■ WORK TO DO:
1. From the account of the tsunami warning, list the local concerns that news coverage since 10 p.m. last night has focused on.
2. Carry the account of the tsunami warning forward from its final sentence.

The TV was off. Mother was in bed. I was working on a genealogy research project. Sounded like the neighbors had turned on their heating/cooling system, with a higher-pitched whine behind it. Took me a bit to figure out it was the civil defense sirens.
On went the TV. News of an 8.9 Mega earthquake in Japan generating a huge tidal wave. These days we use the Japanese term, tsunami. Video from Japan is horrendous. It's difficult to grasp the enormity of of the catastrophe.
Hawaii was in the direct path of the most significant wave energy. The Pacific Tsunami Warning Center predicted surges of up to 2 meters in our islands. Most what we have heard since 10 p.m. last night has focused on local concerns -- the need for evacuation, where to go, the difference between evacuation shelters and holding areas (no shelters, just holding areas for now), understanding the new inundation maps that define who must evacuate and who can stay put. We are warned that while the impact would be greatest on the north- and west-facing shores, the wave energy would wrap around each island, potentially causing significant water levels everywhere.
Our own neighborhood faces southeast and is protected by a substantial reef. The beach is just over 2 blocks away. My mother has never evacuated. The house has never even been seriously threatened. I remember occasions when my father was anxious, had us kids all excited and wanting to evacuate, but Mother stood firm. We didn't go.
The new inundation maps put us 1/2 block inside the inundation zone.

■ PROVIDED DATA:
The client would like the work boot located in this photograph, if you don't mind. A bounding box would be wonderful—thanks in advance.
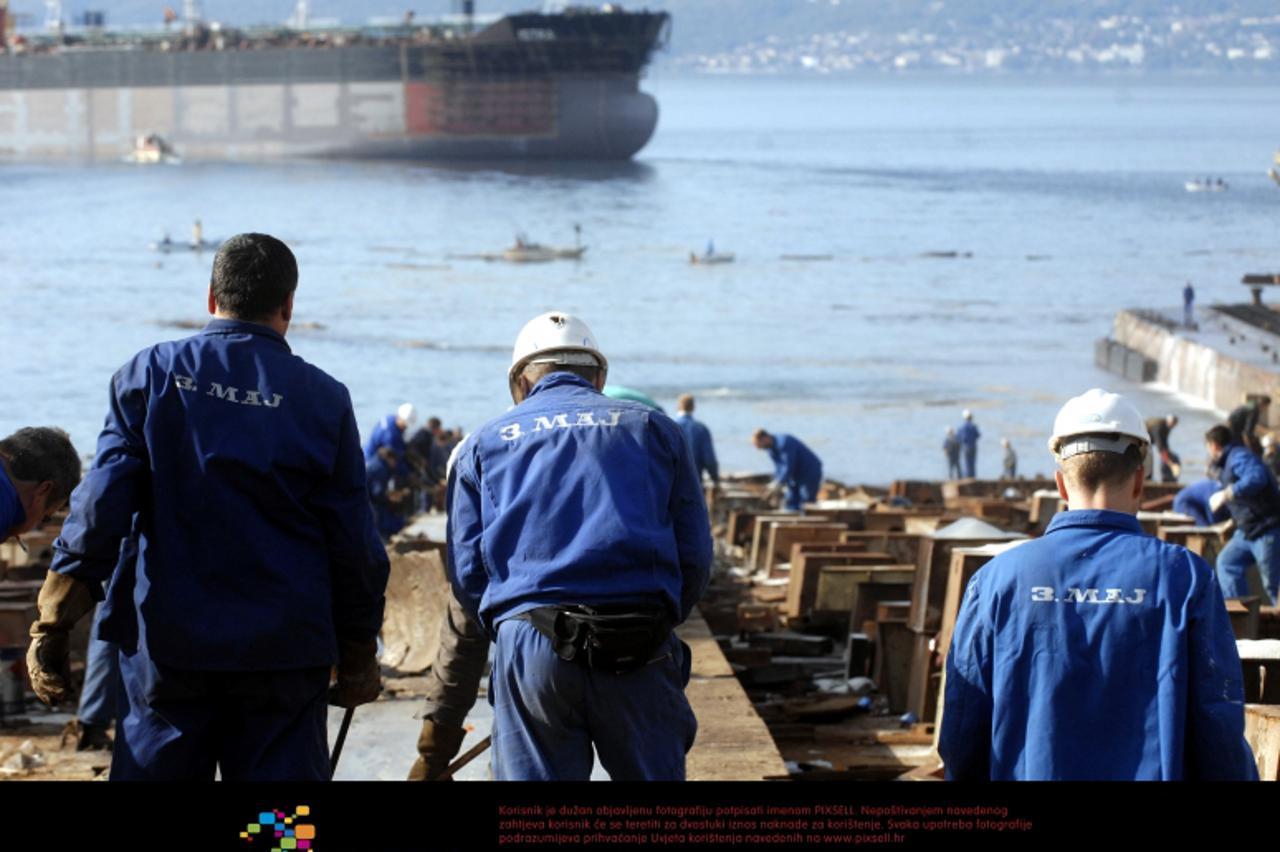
[408,719,467,780]
[76,722,115,751]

■ RESPONSES TO THE EXERCISE:
1.
- The need for evacuation
- Where to go
- The difference between evacuation shelters and holding areas
- Understanding the new inundation maps that define who must evacuate and who can stay put

2.
Remembered my experience with forest fire evacuations. Officials can tell you to go, but they cannot drag you out of your own home. You stay at your own peril. Once out, they CAN refuse to let you back in until the danger is past. Those were the days I was driving an official car that could go anywhere, even into the fire zone.
Did wake my mother and ask her if she wanted to evacuate or stay put. I had visions of this 96-year-old person, tired and confused, barely able to hear or understand what was happening, trying to get comfortable on a bench in a school cafeteria or a folding metal chair in the recreation room of the neighborhood park, or in her walker-with-a-seat. For at least another 7 hours. No place to sleep or even lie down, no hot coffee. No friends I know well enough to call and ask, "Can we come camp at your house until this is over?" I was willing to argue with the police if Mother wanted to stay put. We stayed. I prayed.
The first surges came as predicted, just after 3 a.m.. At Waikiki and at Diamond Head, where TV cameras were monitoring, the surges were small but readily visible. Flow up, cover the beach, ebb out, repeat. Repeat. Repeat. The ebb and flow was still happening at 7 a.m.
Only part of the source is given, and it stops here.